Work required: Output only the stretch of the listing that starts at the line containing "Scouting pass: put a marker on the metal" and ends at the line containing "[(339, 337)]", reproduced exactly with both ends.

Data shown:
—————

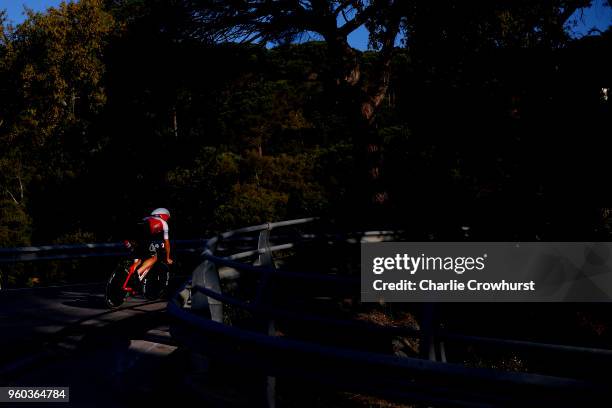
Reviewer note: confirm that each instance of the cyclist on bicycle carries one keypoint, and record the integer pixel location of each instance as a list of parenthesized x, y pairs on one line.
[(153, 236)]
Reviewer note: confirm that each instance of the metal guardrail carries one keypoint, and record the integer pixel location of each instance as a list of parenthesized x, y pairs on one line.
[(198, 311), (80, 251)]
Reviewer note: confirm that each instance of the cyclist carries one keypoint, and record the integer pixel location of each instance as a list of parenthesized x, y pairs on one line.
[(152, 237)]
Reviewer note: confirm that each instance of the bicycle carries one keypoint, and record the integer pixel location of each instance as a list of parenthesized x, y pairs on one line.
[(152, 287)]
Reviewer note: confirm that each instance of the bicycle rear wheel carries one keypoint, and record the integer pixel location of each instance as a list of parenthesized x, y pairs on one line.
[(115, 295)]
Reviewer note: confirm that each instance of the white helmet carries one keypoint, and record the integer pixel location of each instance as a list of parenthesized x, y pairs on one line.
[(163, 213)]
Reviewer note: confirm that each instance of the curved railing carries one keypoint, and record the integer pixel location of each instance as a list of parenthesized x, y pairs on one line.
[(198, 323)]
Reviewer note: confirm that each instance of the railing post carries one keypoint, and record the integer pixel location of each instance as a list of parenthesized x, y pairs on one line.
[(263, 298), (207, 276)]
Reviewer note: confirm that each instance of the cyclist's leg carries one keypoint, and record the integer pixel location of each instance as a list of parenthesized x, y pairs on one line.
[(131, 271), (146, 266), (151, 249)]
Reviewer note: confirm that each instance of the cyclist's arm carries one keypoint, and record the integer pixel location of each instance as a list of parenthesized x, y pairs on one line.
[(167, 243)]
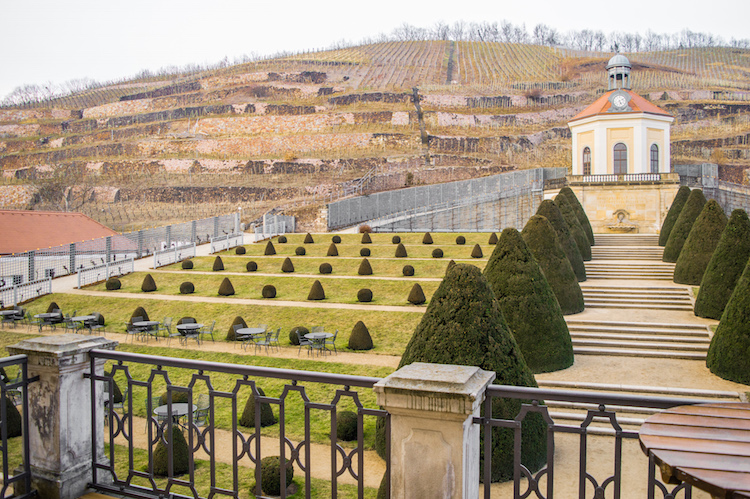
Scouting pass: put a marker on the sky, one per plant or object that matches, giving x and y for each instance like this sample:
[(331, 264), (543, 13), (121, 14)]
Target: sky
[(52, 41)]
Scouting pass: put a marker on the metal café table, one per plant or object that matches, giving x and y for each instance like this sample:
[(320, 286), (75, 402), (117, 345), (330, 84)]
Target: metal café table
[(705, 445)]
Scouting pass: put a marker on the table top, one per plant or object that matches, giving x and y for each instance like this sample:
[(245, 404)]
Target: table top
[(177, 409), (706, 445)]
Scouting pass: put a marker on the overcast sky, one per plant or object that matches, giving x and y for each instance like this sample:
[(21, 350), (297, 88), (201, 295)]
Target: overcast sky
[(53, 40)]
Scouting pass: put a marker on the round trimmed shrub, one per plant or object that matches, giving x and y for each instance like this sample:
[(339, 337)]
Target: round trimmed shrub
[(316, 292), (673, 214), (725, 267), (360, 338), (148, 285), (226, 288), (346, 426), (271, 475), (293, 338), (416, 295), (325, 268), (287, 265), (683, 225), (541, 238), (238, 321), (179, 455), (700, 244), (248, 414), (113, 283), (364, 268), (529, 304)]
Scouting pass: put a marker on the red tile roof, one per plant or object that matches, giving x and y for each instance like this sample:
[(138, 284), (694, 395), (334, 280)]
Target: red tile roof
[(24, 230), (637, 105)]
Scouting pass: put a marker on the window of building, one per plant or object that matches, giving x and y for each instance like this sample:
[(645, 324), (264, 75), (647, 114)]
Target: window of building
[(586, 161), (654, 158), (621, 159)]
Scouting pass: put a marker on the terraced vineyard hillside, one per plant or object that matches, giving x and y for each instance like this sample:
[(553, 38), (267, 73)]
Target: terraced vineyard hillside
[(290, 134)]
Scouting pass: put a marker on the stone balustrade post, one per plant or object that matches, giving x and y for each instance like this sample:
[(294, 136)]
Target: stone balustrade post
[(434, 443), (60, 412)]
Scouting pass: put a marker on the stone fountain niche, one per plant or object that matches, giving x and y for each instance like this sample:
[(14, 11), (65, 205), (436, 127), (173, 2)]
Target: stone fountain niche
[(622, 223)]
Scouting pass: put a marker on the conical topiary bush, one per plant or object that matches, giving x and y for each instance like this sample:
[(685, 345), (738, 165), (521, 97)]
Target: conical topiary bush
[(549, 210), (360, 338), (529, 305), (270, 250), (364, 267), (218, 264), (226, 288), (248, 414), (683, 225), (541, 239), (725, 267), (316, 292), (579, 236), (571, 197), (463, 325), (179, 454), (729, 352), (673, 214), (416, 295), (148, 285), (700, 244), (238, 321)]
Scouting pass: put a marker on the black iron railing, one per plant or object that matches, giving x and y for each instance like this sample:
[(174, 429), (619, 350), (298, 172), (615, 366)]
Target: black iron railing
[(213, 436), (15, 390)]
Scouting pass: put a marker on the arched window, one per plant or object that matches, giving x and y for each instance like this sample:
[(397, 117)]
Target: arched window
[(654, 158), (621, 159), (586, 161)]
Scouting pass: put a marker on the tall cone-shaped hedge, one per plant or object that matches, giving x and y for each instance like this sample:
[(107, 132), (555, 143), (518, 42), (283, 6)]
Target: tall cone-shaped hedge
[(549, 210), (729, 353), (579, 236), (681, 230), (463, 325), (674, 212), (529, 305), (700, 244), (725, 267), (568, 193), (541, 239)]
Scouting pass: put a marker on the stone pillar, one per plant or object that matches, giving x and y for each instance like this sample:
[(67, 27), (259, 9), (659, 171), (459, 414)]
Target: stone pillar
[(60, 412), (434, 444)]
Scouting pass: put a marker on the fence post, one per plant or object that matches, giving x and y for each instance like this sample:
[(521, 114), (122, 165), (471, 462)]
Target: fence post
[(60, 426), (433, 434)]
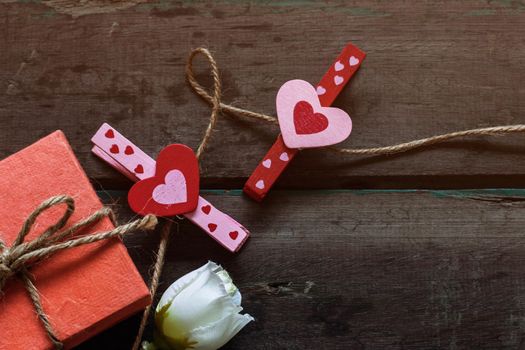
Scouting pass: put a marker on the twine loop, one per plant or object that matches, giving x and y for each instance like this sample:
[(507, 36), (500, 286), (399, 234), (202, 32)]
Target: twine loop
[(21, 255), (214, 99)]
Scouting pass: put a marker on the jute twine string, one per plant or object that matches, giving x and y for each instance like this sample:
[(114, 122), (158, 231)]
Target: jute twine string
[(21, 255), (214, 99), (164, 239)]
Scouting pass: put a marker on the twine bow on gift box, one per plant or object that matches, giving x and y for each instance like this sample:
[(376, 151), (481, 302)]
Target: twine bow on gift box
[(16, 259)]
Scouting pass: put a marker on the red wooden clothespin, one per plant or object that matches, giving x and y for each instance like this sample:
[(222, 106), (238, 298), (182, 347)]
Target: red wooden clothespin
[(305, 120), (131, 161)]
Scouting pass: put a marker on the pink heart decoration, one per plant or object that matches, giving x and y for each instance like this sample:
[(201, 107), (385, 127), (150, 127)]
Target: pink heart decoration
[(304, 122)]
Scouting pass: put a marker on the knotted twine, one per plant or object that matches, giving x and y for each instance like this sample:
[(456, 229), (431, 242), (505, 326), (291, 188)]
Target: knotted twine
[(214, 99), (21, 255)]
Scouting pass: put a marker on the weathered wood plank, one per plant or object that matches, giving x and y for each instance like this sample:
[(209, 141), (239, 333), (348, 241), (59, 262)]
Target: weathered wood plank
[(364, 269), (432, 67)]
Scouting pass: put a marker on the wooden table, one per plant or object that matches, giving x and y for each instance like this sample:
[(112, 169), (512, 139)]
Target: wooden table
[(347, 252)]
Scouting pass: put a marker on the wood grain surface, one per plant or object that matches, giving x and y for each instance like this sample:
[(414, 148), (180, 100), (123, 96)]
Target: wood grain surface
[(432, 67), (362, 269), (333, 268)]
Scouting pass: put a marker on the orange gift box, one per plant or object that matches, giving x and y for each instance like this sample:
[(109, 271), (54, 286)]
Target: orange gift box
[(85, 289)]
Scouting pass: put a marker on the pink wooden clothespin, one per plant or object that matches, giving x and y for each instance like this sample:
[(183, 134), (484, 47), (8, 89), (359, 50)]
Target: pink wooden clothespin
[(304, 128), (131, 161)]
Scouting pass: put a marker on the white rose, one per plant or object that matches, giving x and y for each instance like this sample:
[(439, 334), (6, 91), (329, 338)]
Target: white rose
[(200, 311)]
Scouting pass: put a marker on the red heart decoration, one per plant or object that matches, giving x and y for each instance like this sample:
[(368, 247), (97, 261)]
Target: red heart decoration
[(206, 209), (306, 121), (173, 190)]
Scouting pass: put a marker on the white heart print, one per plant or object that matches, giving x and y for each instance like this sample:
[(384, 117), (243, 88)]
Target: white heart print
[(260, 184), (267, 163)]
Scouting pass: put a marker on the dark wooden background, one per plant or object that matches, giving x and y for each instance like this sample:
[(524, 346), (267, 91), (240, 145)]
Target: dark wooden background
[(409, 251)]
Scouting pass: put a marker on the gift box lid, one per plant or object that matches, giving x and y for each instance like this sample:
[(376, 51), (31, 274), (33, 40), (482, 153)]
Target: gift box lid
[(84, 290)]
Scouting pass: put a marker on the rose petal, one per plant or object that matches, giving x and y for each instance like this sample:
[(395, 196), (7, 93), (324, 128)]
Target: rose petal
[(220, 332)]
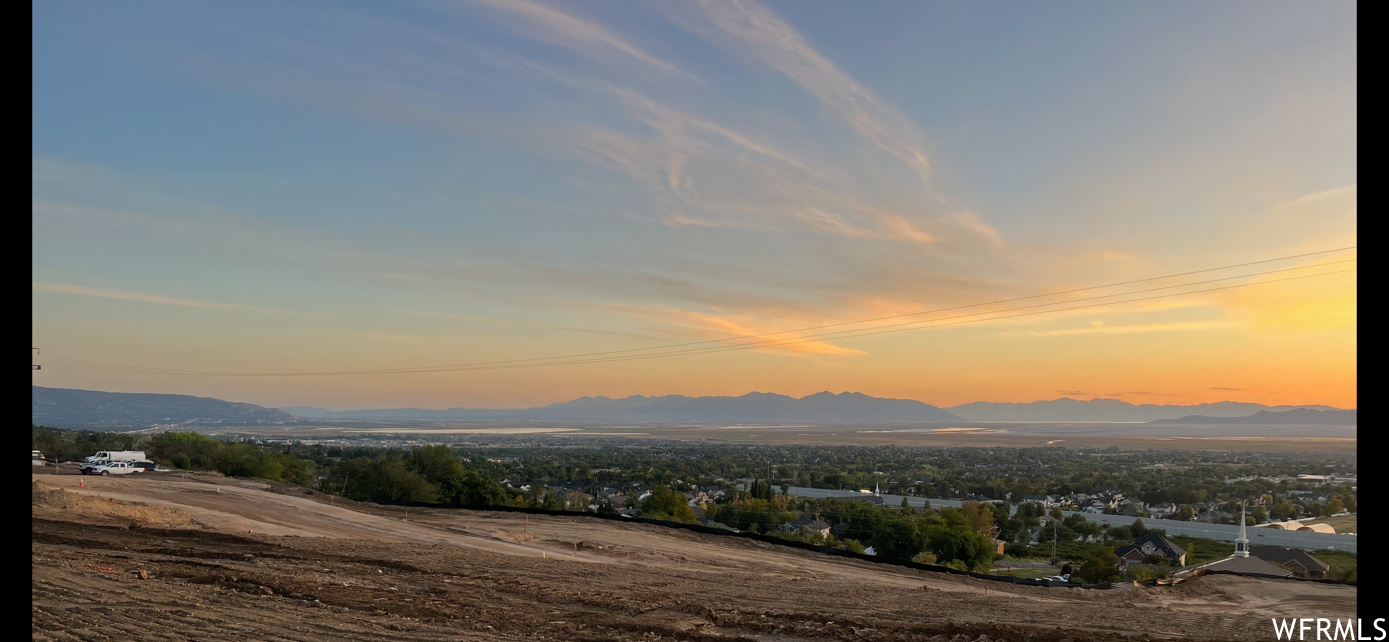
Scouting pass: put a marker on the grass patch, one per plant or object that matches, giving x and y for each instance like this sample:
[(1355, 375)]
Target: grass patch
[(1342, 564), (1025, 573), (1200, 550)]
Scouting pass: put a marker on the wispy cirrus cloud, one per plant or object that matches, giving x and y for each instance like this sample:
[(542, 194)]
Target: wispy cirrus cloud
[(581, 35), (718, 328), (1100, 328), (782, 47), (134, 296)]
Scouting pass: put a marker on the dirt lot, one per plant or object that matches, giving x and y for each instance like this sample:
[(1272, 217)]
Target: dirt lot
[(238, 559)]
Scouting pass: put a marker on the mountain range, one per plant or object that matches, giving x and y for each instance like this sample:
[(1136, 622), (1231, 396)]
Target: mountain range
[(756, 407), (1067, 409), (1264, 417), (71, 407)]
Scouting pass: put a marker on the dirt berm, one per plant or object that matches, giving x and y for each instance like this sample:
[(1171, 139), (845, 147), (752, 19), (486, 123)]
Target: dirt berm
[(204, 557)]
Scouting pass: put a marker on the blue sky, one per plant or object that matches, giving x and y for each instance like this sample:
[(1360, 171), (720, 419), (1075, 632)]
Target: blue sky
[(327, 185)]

—————

Response:
Scouting pass: put a marker on the metal café table, one per plant or object that matches, giving x and y for each instance like this sample:
[(320, 286), (75, 402), (117, 345), (330, 84)]
Target: metal café table
[(705, 445)]
Scouting pass: put a marker on the table top, one per plant or object that matches, giving x and y for each instance like this sample:
[(245, 404)]
Target: table top
[(177, 409), (706, 445)]
Scouting pass: put a marker on the overcast sky, one per plant or object that matches, giving x and y for each instance like this sample:
[(21, 350), (297, 88), (201, 295)]
Target: overcast sky
[(53, 40)]
Scouting pass: put a marker on the round trimmed shrub, one per plant or object that matches, giving x and y for each instance like this sample:
[(339, 337)]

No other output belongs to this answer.